### WHAT YOU ARE ASKED TO DO
Please retype the records below exactly, leaving out any pictures.

[Position annotation records]
------------------------------
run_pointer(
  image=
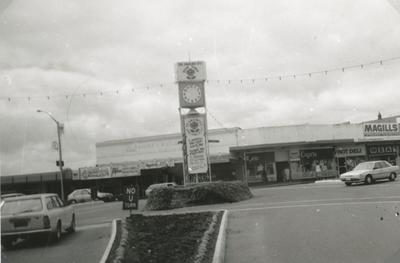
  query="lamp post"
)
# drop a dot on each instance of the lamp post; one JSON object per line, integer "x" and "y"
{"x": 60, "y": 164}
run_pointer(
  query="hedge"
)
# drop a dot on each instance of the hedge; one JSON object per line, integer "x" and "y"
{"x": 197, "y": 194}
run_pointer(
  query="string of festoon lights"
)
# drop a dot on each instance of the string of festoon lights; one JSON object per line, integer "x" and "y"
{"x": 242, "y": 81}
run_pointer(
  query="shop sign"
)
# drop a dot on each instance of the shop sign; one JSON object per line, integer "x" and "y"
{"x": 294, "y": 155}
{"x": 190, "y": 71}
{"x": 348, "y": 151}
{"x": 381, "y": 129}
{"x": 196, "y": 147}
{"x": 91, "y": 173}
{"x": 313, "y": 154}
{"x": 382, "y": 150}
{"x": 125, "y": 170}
------------------------------
### WORKED ANSWER
run_pointer(
  image=
  query="lamp post"
)
# drop a dot on each instance of the lamp post; one JSON object per line, integer "x" and "y"
{"x": 60, "y": 164}
run_pointer(
  query="hedge"
)
# drop a dot on each instance of the hedge; one JSON object per line, integer "x" and "y"
{"x": 197, "y": 194}
run_pointer(
  query="string of festoon lights"
)
# drop a dot on each instance of the string of festoon lights; one JSON object per line, integer "x" and "y"
{"x": 242, "y": 81}
run_pointer(
  query="shop sign"
)
# drop a dot on each instance of the shop sign; one JSON object per line, integer "x" and "y"
{"x": 294, "y": 155}
{"x": 190, "y": 71}
{"x": 348, "y": 151}
{"x": 381, "y": 129}
{"x": 196, "y": 147}
{"x": 91, "y": 173}
{"x": 313, "y": 154}
{"x": 382, "y": 150}
{"x": 125, "y": 170}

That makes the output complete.